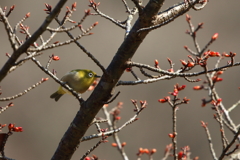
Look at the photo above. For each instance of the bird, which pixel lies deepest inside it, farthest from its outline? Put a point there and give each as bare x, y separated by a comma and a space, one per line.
78, 79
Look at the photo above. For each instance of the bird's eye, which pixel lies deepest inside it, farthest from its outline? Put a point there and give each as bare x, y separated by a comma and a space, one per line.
90, 74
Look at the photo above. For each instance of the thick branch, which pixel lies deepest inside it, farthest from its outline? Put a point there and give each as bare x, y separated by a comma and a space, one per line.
104, 89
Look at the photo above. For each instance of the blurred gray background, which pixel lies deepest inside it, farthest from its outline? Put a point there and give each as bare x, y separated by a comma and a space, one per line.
44, 121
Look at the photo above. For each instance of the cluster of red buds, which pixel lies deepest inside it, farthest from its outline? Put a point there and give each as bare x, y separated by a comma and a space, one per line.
93, 4
156, 63
55, 58
122, 145
12, 128
116, 111
91, 158
142, 151
231, 54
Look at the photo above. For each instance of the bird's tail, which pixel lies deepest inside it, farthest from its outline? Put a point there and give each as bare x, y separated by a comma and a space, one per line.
56, 96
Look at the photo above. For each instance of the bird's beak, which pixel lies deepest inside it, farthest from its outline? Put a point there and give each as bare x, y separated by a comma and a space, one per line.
96, 76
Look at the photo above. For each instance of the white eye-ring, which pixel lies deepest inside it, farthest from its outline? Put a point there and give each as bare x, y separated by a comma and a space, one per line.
90, 74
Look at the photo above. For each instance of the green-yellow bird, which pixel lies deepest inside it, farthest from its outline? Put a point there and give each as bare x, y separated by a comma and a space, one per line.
79, 80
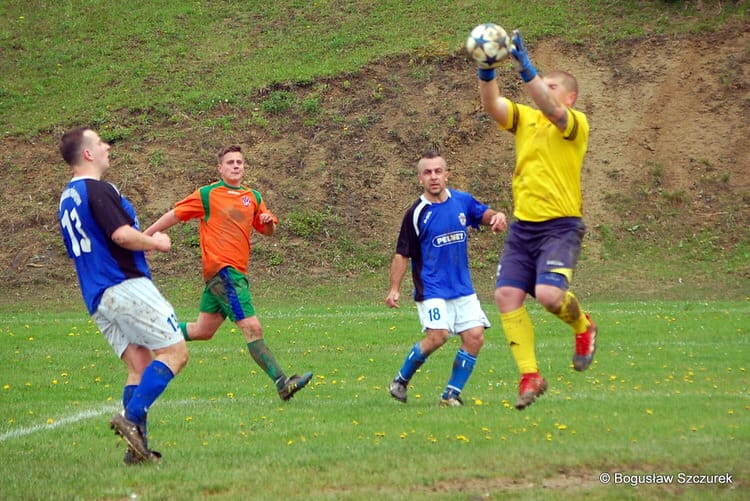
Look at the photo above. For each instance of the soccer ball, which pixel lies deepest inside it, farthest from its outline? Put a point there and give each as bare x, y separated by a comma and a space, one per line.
488, 45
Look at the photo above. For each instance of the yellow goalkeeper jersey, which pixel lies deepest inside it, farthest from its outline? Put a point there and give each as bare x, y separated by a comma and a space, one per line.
547, 177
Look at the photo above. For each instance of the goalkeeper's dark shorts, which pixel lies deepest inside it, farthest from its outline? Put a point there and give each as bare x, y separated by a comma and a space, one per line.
540, 253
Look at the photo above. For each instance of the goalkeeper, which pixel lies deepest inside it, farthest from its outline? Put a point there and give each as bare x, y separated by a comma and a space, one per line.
544, 240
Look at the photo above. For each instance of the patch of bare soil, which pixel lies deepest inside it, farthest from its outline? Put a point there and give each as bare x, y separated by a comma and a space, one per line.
668, 159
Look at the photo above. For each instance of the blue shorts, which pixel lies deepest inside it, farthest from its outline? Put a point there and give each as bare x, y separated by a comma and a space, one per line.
540, 253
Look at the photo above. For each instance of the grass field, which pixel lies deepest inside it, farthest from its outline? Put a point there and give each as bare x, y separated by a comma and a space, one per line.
668, 394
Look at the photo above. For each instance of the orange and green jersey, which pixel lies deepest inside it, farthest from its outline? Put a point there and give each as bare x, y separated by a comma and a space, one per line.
547, 177
227, 217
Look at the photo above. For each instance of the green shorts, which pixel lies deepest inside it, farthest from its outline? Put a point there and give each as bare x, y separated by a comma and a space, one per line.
228, 293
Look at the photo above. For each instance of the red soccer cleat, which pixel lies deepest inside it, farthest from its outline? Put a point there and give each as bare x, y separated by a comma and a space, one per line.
585, 348
531, 386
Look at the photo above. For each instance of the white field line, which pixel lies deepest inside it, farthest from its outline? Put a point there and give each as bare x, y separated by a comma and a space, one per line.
83, 415
21, 432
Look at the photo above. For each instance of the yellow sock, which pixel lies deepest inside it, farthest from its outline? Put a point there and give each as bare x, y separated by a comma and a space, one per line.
520, 334
571, 313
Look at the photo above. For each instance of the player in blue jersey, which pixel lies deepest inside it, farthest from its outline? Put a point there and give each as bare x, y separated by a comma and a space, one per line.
543, 243
101, 233
434, 236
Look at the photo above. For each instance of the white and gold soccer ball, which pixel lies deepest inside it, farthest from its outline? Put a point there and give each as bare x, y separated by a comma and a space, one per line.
488, 45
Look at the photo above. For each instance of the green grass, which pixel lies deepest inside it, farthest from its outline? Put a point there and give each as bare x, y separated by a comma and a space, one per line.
122, 65
668, 393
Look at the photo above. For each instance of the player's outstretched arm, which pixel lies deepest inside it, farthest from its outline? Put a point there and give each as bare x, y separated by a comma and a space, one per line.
129, 238
399, 266
535, 85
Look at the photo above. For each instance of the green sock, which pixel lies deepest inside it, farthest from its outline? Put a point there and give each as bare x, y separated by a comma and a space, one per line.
183, 328
264, 358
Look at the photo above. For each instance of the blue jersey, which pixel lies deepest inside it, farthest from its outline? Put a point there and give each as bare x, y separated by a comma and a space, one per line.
90, 211
435, 237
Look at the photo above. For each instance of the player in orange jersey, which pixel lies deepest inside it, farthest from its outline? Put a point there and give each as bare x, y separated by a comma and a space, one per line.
228, 213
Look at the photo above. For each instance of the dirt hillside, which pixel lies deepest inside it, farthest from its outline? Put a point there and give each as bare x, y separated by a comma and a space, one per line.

-------------------------

◆ **Problem requirements**:
Keep every word of the data as it is when you write it out, but drop the pictures.

◆ **Full response**:
Look at the photo above. For each instance of the bird, which pixel lies deepest inside it, farthest from its outline? Put a point there and give each as bare x, y separated by a comma and a space, one per line.
78, 79
Look at the photo above. For each instance of the bird's eye, which pixel lies deepest inside it, farthest from its outline? Put a point there and give each as bare x, y separated by a comma and a space, one per line.
90, 74
Look at the photo above. For each instance of the thick branch, which pixel lies deepest inside it, farthest from its outline? Put a point there and give each as bare x, y separated by a comma and a space, one per line.
104, 89
Look at the photo above. For each instance of the blurred gray background, which pixel lies deepest inside it, farthest from its outline? Put a point there and give each as bare x, y separated by a comma and a space, one per line.
44, 121
Look at the photo above. For each instance of the cluster of red buds, which pixel lies deepest inside it, farthest from its outline? Put a point there and give each as bare x, y separated by a comma and a space, one per line.
93, 4
156, 63
55, 58
122, 145
12, 128
116, 111
91, 158
142, 151
231, 54
Look at the photo above. For each instance of the bird's tail, which pixel lies deepest inside it, farthest from its outline? Put a point there and give each as bare x, y separated by a comma and a space, one per line.
56, 96
Look at the photo above. For each instance of the bird's beak, which pixel lies deepest inside it, farthest from its outline? Put a point there and give each as bare x, y separated by a comma and a space, one per line.
96, 76
Look at the photo above. For each instance of the white eye-ring, which pixel lies deepest inside it, farthest from its outline? Put a point there and give each as bare x, y separated by a comma and a space, one per line.
90, 74
Look at the photo above. For each instance of the green-yellow bird, which pixel lies deepest inside it, farthest from its outline? Put a point there and give each as bare x, y separated by a comma and a space, one per line.
79, 80
Look at the photo above. For each instance of the soccer ball, which pixel lies deepest inside it, farthest from its outline? Put a point there and give each as bare x, y separated by a comma and a space, one per line.
488, 45
Look at the photo above. For each instance of the yellow goalkeeper jersey, which pixel lies deepest inside it, farthest from its outline? Put a point there and give each as bare x, y separated by a comma and a space, one per line.
547, 177
Look at the photo above. For each instance of the goalkeeper's dark shorts, which pixel lies deepest inside it, farthest from its outline? Put a point there and give each as bare x, y separated by a comma and a space, one per line.
540, 253
Look at the photo above. For each instance of the goalkeeper, which pixel lies deepest inside it, farthest from its outline? Put a point there and give each as bare x, y separated by a comma and a space, one per line.
544, 240
Look at the photo above. For each instance of the patch of bare soil, which pixel lies deepest inside it, farthest from its outline? Put a point there and give each as bare x, y separated by a comma and a space, one per line.
668, 159
Look at the photo above. For each instance of the blue shorts, which pixel lies deepest inside it, farthest from its outline? Put a point there and give each as bare x, y separated by a comma and a space, one per line.
540, 253
Look at the photo above. For each instance of the grass field, which pixel lies deepest inside it, farthest from its outline? Put a point there and give each as bare x, y separated by a comma and a space, one per line.
668, 394
Look at the photo above. For each instance of the orange and green jersey, which pixel lies deepest inside it, farthest from its outline? Put a point there and give each as bare x, y separated by a comma and a space, one per line.
547, 177
227, 217
Look at the photo above. For each instance of the green shorts, which pixel lies deepest inside it, farthest from its outline? Put a point there and give each as bare x, y separated by a comma and a space, one per line.
228, 293
Look at the photo above. For each instance of the red soccer cleat, which pixel lies deepest inside it, farthest from its outline? Put a point there and give each as bare x, y separated by a comma and a space, one per line.
585, 348
531, 386
Look at the photo above. For each instance of the white field line, which pixel lies deepest inside it, farthest from its outline? Put a point there and give each as bare x, y separated by a comma and a space, one per line.
83, 415
21, 432
Look at the photo above. For each instance of the yellow sock, which pixel lies deepest inside it, farthest from its outline? Put a point there and give each as bare x, y separated by a comma and a space, one per line.
520, 334
571, 313
Look at the photo above. For each instance of the player in blue jersey, which pixel lies deepest inside it, farthest from its outline? Put a point there and give each as bare x, y separated by a comma and a space, one per line.
543, 243
101, 233
434, 236
Look at the photo above. For each instance of the white and gold soccer ball, which pixel lies deepest inside it, farthest from its outline? Put a point there and give each as bare x, y separated by a comma and a space, one per line.
488, 45
Look at the photo above. For each instance of the green grass, which pixel lies deepest inside it, farthest from its outline? Put a point there and give each as bare x, y separated by a comma and a space, one per line.
122, 65
668, 393
Look at the photo above. For each instance of the player's outstretched arm, which pixel lies deepest inside it, farthest from its outline? Put a point there and give each as bare x, y separated by a comma and a space, one per line.
129, 238
399, 266
535, 85
Look at the photo above. For each instance of the green sock, which pixel lies deepest inside it, farthest from its outline? Put a point there and give each as bare x, y separated by a comma and a space, one per line.
183, 328
264, 358
Look at the photo above. For each instance of the blue jersey, which pixel lies deepest inside it, farthest from its outline? Put a point there and give each as bare x, y separated by a comma and a space, one per line.
90, 211
435, 237
Look at the photo above. For each instance of the player in orange jersey, which pixel lies deepest inside it, farthest from its outline? Put a point there and give each as bare x, y separated by a comma and a space, one per line.
228, 213
Look at the photo above. For each instance of the dirt hillside, which pixel lies deepest inside it, farthest from its outline? Put a point there and give each as bare x, y separated by a comma and a space, one per line.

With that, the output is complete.